EXTRACTED DATA ▸

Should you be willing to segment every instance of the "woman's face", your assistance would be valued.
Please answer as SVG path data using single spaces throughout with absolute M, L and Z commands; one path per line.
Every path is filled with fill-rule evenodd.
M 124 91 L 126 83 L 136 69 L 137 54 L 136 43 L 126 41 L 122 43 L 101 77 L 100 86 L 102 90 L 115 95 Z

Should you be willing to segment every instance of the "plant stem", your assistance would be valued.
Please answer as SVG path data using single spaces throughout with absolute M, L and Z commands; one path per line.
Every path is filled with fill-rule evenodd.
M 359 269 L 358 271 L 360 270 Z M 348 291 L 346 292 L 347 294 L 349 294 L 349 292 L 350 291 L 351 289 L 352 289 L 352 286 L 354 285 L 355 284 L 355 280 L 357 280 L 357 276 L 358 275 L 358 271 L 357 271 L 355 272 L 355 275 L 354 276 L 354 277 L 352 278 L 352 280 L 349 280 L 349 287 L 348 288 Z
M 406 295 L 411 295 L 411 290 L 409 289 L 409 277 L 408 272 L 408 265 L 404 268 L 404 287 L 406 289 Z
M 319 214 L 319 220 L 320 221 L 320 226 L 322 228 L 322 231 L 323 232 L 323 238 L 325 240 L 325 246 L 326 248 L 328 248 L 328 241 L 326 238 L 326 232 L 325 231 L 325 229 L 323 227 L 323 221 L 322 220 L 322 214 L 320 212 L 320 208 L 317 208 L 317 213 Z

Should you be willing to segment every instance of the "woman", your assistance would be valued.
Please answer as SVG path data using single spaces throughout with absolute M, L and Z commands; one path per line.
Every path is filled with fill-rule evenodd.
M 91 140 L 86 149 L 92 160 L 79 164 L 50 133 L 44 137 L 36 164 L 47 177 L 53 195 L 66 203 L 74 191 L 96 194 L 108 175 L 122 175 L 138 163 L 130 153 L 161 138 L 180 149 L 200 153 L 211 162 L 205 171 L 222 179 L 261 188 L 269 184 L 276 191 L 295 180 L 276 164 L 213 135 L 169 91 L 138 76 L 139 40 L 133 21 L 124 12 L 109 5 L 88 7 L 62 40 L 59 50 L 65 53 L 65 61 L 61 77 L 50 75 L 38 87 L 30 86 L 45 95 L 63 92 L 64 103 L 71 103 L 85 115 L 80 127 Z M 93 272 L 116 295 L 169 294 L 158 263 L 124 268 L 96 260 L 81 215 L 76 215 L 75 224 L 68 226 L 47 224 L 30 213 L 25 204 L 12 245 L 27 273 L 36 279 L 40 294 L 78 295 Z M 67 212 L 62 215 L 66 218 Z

CHALLENGE ▸ Please lay out all of the material above as a Markdown table with the columns Row and Line, giving each non-blank line its own numbered row and leaving out the blank lines.

ANSWER TO THE PROBLEM ▸
| Row | Line |
|---|---|
| 1 | Should you be willing to segment every instance of the "woman's face", your assistance would be valued. |
| 2 | Please answer as SVG path data using single spaces throughout with absolute M, L and Z commands; one path per line. |
| 3 | Every path is filled with fill-rule evenodd. |
| 4 | M 124 91 L 126 83 L 136 69 L 137 54 L 136 43 L 126 41 L 122 43 L 101 77 L 100 86 L 102 90 L 115 95 Z |
| 5 | Should you be willing to segment every instance of the "plant stem", your assistance would be valued. |
| 6 | Please answer as SVG path data using single spaces throughout with absolute M, L and Z commands; one path per line. |
| 7 | Every path is filled with fill-rule evenodd. |
| 8 | M 359 269 L 358 271 L 360 270 Z M 348 291 L 346 292 L 347 294 L 349 294 L 349 292 L 350 291 L 351 289 L 352 289 L 352 286 L 354 285 L 355 284 L 355 280 L 357 280 L 357 276 L 358 275 L 358 271 L 357 271 L 355 272 L 355 275 L 354 276 L 354 277 L 352 278 L 352 280 L 349 280 L 349 287 L 348 288 Z |
| 9 | M 406 295 L 411 295 L 411 290 L 409 289 L 409 277 L 408 272 L 408 265 L 404 268 L 404 287 L 406 289 Z |
| 10 | M 319 214 L 319 220 L 320 221 L 320 226 L 322 228 L 322 231 L 323 232 L 323 238 L 325 240 L 325 246 L 326 248 L 328 248 L 328 241 L 326 238 L 326 232 L 325 231 L 325 229 L 323 227 L 323 221 L 322 220 L 322 214 L 320 212 L 320 208 L 317 208 L 317 213 Z |
| 11 | Should you be willing to segment every instance of the "woman", your assistance would be valued. |
| 12 | Please answer as SVG path data using single spaces throughout with absolute M, L and Z commands; one path per line. |
| 13 | Every path is filled with fill-rule evenodd. |
| 14 | M 91 140 L 86 149 L 92 160 L 79 164 L 50 133 L 44 137 L 36 164 L 47 177 L 53 195 L 66 203 L 74 191 L 96 194 L 108 175 L 122 175 L 138 163 L 130 153 L 161 138 L 180 149 L 200 153 L 211 162 L 205 171 L 222 179 L 261 188 L 269 184 L 276 191 L 295 180 L 276 164 L 213 135 L 169 91 L 138 76 L 139 40 L 133 21 L 124 12 L 109 5 L 88 7 L 62 40 L 59 50 L 65 53 L 65 61 L 61 77 L 50 75 L 38 87 L 30 86 L 45 95 L 63 92 L 64 103 L 71 103 L 85 115 L 80 127 Z M 93 272 L 116 295 L 169 294 L 158 263 L 124 268 L 96 260 L 81 215 L 76 215 L 75 224 L 68 226 L 47 224 L 30 213 L 25 204 L 12 245 L 27 273 L 36 279 L 40 294 L 78 295 Z M 67 212 L 62 215 L 66 218 Z |